## Selected text
******

CAS阵列：用于中国生物样本库的基因分型阵列的设计与评估

CAS Array: design and assessment of a genotyping array for Chinese biobanking.

作者信息

Tian Zijian, Chen Fei, Wang Jing, Wu Benrui, Shao Jian, Liu Ziqing, Zheng Li, Wang You, Xu Tao, Zhou Kaixin

机构信息

National Laboratory of Biomacromolecules, Institute of Biophysics Chinese Academy of Sciences, Beijing 100101, China.

College of Life Sciences, University of the Chinese Academy of Sciences, Beijing 10140, China.

出版信息

Precis Clin Med. 2023 Feb 23;6(1):pbad002. doi: 10.1093/pcmedi/pbad002. eCollection 2023 Mar.

DOI:10.1093/pcmedi/pbad002

PMID:36968613

原文链接:https://pmc.ncbi.nlm.nih.gov/articles/PMC10031742/

Abstract

BACKGROUND

Chronic diseases are becoming a critical challenge to the aging Chinese population. Biobanks with extensive genomic and environmental data offer opportunities to elucidate the complex gene-environment interactions underlying their aetiology. Genome-wide genotyping array remains an efficient approach for large-scale genomic data collection. However, most commercial arrays have reduced performance for biobanking in the Chinese population.

MATERIALS AND METHODS

Deep whole-genome sequencing data from 2 641 Chinese individuals were used as a reference to develop the CAS array, a custom-designed genotyping array for precision medicine. Evaluation of the array was performed by comparing data from 384 individuals assayed both by the array and whole-genome sequencing. Validation of its mitochondrial copy number estimating capacity was conducted by examining its association with established covariates among 10 162 Chinese elderly.

RESULTS

The CAS Array adopts the proven Axiom technology and is restricted to 652 429 single-nucleotide polymorphism (SNP) markers. Its call rate of 99.79% and concordance rate of 99.89% are both higher than for commercial arrays. Its imputation-based genome coverage reached 98.3% for common SNPs and 63.0% for low-frequency SNPs, both comparable to commercial arrays with larger SNP capacity. After validating its mitochondrial copy number estimates, we developed a publicly available software tool to facilitate the array utility.

******

## Record extracts
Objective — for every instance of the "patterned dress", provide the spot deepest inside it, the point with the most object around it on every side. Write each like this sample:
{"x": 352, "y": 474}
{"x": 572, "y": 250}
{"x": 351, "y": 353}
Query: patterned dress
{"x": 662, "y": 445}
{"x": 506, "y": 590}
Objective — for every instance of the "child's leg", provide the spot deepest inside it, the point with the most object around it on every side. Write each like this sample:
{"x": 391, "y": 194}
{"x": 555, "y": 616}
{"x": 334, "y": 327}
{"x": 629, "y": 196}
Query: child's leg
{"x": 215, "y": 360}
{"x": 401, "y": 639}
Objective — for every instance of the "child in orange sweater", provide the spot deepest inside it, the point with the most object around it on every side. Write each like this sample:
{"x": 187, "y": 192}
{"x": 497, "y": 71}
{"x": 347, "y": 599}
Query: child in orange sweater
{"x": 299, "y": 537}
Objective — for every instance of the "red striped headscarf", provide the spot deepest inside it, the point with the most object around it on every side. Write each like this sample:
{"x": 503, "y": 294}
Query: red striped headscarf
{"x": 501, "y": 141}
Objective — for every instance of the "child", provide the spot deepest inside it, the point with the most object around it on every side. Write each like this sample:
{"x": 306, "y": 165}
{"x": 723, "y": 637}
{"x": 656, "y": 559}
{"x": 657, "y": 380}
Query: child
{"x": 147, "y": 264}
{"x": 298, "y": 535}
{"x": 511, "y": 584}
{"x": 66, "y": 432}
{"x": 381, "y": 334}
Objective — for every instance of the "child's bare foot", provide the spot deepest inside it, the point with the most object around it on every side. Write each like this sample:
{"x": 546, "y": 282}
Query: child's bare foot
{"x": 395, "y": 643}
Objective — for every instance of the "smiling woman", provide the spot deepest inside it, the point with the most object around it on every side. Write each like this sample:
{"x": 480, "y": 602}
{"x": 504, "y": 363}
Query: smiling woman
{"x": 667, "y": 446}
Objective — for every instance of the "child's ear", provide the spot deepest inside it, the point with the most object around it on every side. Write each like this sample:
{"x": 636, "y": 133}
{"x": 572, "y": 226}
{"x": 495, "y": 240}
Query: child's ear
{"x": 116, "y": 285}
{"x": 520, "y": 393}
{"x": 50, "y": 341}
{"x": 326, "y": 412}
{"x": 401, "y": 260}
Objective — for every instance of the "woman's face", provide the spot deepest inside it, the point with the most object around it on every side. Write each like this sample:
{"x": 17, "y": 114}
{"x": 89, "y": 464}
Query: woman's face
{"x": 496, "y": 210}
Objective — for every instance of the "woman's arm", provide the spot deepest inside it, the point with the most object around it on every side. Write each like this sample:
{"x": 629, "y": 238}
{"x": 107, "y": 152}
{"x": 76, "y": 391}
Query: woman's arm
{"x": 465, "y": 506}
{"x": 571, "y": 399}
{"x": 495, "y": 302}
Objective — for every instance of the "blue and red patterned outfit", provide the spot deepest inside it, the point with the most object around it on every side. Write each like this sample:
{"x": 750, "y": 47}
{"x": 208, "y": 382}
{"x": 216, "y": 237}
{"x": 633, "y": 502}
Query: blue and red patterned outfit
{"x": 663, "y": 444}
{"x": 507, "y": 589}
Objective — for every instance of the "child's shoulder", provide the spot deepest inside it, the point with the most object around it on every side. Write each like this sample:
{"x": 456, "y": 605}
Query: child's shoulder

******

## List of tasks
[1] Answer these questions from the CAS Array abstract.
(a) What PMID is listed for the publication?
(b) Deep whole-genome sequencing data from how many Chinese individuals served as the reference for developing the array?
(c) What call rate does the CAS Array achieve?
[2] Write out the part of the CAS Array abstract between "College of Life" and "eCollection 2023 Mar.", inclusive.

## Results for the exercise
[1]
(a) 36968613
(b) 2 641
(c) 99.79%

[2]
College of Life Sciences, University of the Chinese Academy of Sciences, Beijing 10140, China.

出版信息

Precis Clin Med. 2023 Feb 23;6(1):pbad002. doi: 10.1093/pcmedi/pbad002. eCollection 2023 Mar.